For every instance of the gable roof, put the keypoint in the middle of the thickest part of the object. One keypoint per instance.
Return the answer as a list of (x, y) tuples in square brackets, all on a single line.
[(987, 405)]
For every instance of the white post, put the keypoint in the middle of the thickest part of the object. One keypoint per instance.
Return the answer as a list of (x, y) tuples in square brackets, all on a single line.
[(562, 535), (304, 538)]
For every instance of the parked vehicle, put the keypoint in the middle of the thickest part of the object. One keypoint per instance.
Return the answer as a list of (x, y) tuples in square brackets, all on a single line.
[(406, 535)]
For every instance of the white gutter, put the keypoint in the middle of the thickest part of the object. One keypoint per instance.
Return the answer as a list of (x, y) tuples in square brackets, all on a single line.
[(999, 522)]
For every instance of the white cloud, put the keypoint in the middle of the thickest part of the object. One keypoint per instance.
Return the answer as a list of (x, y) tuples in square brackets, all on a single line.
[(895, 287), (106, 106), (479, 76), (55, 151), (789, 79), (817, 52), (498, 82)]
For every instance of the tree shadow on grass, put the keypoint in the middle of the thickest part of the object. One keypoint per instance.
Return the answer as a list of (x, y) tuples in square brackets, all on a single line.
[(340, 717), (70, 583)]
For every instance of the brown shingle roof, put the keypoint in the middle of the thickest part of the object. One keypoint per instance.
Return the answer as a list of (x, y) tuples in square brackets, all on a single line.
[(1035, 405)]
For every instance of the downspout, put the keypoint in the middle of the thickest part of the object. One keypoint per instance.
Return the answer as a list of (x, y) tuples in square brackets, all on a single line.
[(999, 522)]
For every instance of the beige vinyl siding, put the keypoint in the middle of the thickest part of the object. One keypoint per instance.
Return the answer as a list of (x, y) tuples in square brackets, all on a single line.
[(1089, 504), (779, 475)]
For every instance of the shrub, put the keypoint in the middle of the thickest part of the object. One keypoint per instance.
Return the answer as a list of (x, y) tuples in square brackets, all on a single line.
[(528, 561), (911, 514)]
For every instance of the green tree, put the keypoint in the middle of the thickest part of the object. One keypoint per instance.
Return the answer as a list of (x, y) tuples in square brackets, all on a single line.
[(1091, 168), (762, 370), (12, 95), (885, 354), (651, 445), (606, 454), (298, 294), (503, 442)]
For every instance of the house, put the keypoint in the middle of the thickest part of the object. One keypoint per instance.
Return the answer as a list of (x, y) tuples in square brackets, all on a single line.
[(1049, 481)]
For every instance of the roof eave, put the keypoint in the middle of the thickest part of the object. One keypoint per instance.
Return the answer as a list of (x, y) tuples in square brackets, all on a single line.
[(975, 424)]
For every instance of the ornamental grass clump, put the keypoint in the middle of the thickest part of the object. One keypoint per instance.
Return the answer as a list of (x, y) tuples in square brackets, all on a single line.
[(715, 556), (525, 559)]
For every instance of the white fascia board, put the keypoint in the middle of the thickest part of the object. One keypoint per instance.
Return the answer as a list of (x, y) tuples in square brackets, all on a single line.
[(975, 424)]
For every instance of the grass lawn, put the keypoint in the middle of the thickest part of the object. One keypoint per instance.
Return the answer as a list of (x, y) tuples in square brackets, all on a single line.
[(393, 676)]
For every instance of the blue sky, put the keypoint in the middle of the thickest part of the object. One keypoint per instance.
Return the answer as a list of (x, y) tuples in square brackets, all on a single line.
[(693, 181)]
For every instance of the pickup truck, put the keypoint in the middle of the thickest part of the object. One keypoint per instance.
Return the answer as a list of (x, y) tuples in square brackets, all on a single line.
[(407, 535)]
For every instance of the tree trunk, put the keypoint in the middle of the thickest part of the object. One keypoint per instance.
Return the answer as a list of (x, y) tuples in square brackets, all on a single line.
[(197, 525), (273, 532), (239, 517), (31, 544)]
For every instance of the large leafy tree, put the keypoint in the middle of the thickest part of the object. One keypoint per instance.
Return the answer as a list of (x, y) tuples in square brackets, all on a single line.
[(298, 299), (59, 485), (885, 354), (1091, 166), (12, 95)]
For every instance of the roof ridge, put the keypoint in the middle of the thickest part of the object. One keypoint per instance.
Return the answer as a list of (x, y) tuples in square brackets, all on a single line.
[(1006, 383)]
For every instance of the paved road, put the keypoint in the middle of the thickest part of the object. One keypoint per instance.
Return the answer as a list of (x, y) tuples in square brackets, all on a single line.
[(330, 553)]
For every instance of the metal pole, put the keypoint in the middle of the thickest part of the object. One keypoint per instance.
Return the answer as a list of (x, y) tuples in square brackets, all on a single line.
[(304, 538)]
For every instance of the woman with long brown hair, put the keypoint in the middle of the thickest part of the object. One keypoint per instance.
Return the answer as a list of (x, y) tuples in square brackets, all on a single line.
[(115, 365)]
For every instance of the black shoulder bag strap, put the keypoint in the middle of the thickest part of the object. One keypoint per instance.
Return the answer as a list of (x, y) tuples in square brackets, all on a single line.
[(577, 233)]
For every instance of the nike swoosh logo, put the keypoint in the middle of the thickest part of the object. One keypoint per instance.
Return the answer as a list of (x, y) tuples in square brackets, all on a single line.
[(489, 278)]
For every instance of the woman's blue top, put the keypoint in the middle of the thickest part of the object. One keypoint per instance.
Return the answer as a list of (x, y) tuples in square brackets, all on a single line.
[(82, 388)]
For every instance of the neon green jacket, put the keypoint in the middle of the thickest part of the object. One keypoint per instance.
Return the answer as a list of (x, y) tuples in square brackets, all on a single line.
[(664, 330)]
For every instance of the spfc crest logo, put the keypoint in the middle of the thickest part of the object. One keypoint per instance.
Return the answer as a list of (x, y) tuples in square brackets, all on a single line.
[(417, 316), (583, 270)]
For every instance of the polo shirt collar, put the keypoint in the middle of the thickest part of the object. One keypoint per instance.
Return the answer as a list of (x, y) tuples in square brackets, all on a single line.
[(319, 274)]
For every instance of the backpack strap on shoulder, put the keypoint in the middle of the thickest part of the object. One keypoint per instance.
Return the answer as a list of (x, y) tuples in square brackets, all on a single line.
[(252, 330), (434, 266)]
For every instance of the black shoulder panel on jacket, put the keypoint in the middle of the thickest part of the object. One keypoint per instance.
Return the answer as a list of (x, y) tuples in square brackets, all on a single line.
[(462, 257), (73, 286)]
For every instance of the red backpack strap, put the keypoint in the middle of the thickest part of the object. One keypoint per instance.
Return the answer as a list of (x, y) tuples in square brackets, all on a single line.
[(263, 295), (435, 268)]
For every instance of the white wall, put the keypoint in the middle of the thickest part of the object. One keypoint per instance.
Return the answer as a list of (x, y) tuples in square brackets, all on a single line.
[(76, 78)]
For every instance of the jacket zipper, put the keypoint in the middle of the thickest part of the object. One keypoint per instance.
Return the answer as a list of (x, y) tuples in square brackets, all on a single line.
□ □ □ □ □
■ TASK STATEMENT:
Rewrite all of the material above, changing "thickest part" to "widest part" wherever it occurs and leaving every other word as it is.

■ RESULT FOR THIS EXERCISE:
For every instance of the gable roof, put the keypoint in the middle of the widest part of the object. One keypoint per instance.
Return the answer as a list of (x, y) tuples in square brackets, all on a single line.
[(987, 405)]
For every instance of the white post, put the keypoint in the middle of the widest part of the object. One keypoint per instance.
Return the answer as a list of (x, y) tuples in square brackets, all on a single line.
[(562, 535), (304, 538)]
For every instance of the parked vehicle, put the keypoint in the middle of the widest part of the object. One keypoint per instance.
Return the answer as a list of (x, y) tuples in square brackets, all on a single line.
[(406, 535)]
For every instance of the white gutter, put the keypoint in the middle of the widest part of the object. One keypoint per instance.
Return the answer as a list of (x, y) tuples in square brackets, all on a single line.
[(999, 522)]
For every instance of the white cloud, put the keypoint in the middle of the widest part of the object. One keypoint per instance.
Return the answer as a list of (x, y) tuples in square brackets, all on a single line.
[(895, 287), (106, 106), (479, 76), (55, 151), (789, 79), (817, 52), (498, 82)]
For every instance of the tree shadow on grass, put the keypoint in the middle of the widest part of the object. One keypoint per instance.
Return the answer as a list of (x, y) tuples in square brackets, all on a single line.
[(340, 717), (70, 583)]
For every instance of the brown shingle roof, put the keypoint in the middle of the widest part of the object. One keypoint per instance.
Return the answer as a list of (x, y) tuples in square brackets, all on a single line.
[(1035, 405)]
For every instance of the downspout, put the keypoint in the middle of the widest part of the object. One keypoint per instance.
Return the answer as a list of (x, y) tuples in square brackets, all on a single line.
[(999, 522)]
For every instance of the beige vinyl siding, put the keypoint in the middle of the widest part of the object. One keypoint per instance.
Return the answer as a list of (x, y) tuples in square brackets, all on a single line.
[(1089, 504), (779, 475)]
For every instance of the shrub, put the keypoint in the middle of the widest part of the object. One keypoint per instance.
Return the answer as a list of (x, y) tuples in square brackets, all on a single line.
[(528, 561), (911, 514)]
For every instance of the green tree, put the keypoint in the middle of the widest part of the object. One keypoint per instance.
Return the answer as a list of (x, y) tuples in square brackets, all on a single line.
[(1091, 168), (762, 370), (12, 95), (885, 354), (651, 445), (606, 454), (298, 294), (503, 442)]
For every instance of the house, put the keypoint in the middle of the widest part of the object. One keypoint per instance.
Return the answer as a list of (x, y) tuples in square brackets, all on a single line.
[(1049, 481)]
For every instance of the roof eave, put the keypoint in the middle of the widest part of the object. One keypoint per instance.
Return the answer as a list of (x, y) tuples in square brackets, all on a single line.
[(975, 424)]
For every instance of the ornamental grass clump, put the keypoint in the middle of the widest part of the object. One keypoint per instance.
Return the answer as a list of (x, y) tuples in square brackets, all on a single line.
[(715, 556), (525, 559)]
For every instance of the white fascia board, put the keypoint in the middle of the widest part of the object. One keypoint per instance.
Return the answer as a list of (x, y) tuples in square brackets, all on a single line.
[(975, 424)]
For every instance of the grass lawn, put the keypoint in the middle of the widest part of the object. One keypoint per instance.
Return the answer as a list of (x, y) tuples in square brackets, all on a single line.
[(393, 676)]
For every instance of the blue sky, put the keypoint in the middle of the widest part of the object. One keypoint per instance.
Return the answer as a list of (x, y) tuples in square brackets, all on a single line.
[(693, 181)]
For every instance of the pickup truck, put the keypoint in the middle of the widest part of the object. One keypoint per instance.
Return the answer as a list of (x, y) tuples in square brackets, all on a single line.
[(407, 535)]
For every instance of the tree trunk, put the keypoint in the middle of the widest part of the object. One keypoint per instance.
Return the answer as a list of (x, y) tuples in square brackets, all on a single line.
[(197, 525), (273, 532), (239, 517), (31, 544)]
For every instance of the large leafy tree, put the keypoint in the middle of the widest part of the object. One keypoint per instance.
Return the answer as a list of (x, y) tuples in square brackets, all on a single line.
[(298, 299), (59, 485), (885, 354), (1091, 166), (12, 95)]
For every instance of the roof ridge, put the keypoint in the middle of the widest part of the object. One keypoint per instance.
Return the answer as a list of (x, y) tuples in square brackets, all on a single line.
[(1006, 383)]
For every instance of the paved road, put the keypoint in the middle of the widest part of the object. One keypoint per instance.
Return the answer as a list of (x, y) tuples in square brackets, all on a single line.
[(330, 553)]
For every instance of the metal pole, put the keypoint in the middle of the widest part of the object. One keypoint per instance.
Return the answer as a list of (x, y) tuples in square brackets, all on a single line.
[(304, 538)]
For every instance of the woman with long brown hair, put the keypoint in the middle of the widest part of the object. One keypoint per instance.
Return the answer as a list of (x, y) tuples in square brackets, all on a single line.
[(115, 365)]
For every instance of the black shoulder bag strap, put the keypoint in the middle of the widest part of the object. One keypoint per instance.
Return the answer as a list of (x, y) tuples in square brackets, all on a single line.
[(577, 233)]
For every instance of the nike swoosh logo, put the keypoint in the middle of the widest part of the object. One keypoint per instance.
Return the answer as a list of (x, y) tuples in square brackets, all on a single line.
[(489, 278)]
For every instance of the woman's blue top, put the keypoint in the middle of the widest part of the object. One keypoint per instance.
Return the answer as a list of (x, y) tuples in square brackets, all on a single line.
[(82, 388)]
For every instance of the neon green jacket, put the keypoint in the middle of the widest part of the object. One keypoint per instance.
Return the answer as a list of (x, y) tuples in square brackets, all on a single line.
[(664, 330)]
For every instance of the spfc crest logo, put the keypoint in the middle of the widest part of the object. One keypoint per instance.
Return the answer as a list of (x, y) tuples in square brackets, all on a single line.
[(417, 316), (583, 270)]
For every instance of the polo shirt collar, put the keypoint in the middle of the widest part of the object. One keypoint per instance.
Return the answer as a list of (x, y) tuples in square brackets, all on a single line.
[(319, 274)]
For every instance of the backpack strap on shoulder, put the keypoint in the middle of the widest part of the object. One keypoint per instance.
Return the answer as a list of (x, y) tuples in square brackets, all on a single line.
[(252, 330), (434, 266)]
For every instance of the black shoulder panel on jacket, put the keypoint in the middle of the widest part of the object. One keypoint per instance.
Return the answer as a list of (x, y) tuples in square brackets, all on a single line.
[(462, 257), (73, 286)]
For every instance of the red backpack strap, put the keypoint in the middle of the widest part of the object. One keypoint per instance.
Return the answer as a list of (x, y) tuples in square brackets, all on a single line.
[(263, 295), (435, 268)]
For every instance of the white wall, put the keypoint in the middle of the widest part of the object. One keypoint per instance.
Return the answer as a list of (x, y) tuples in square brackets, all on a single line.
[(76, 78)]
For every instance of the jacket zipper, put the keypoint in the middle of the widest part of the object. One keypoint per instance.
Return the answer as a list of (x, y) tuples in square brackets, all on a single line.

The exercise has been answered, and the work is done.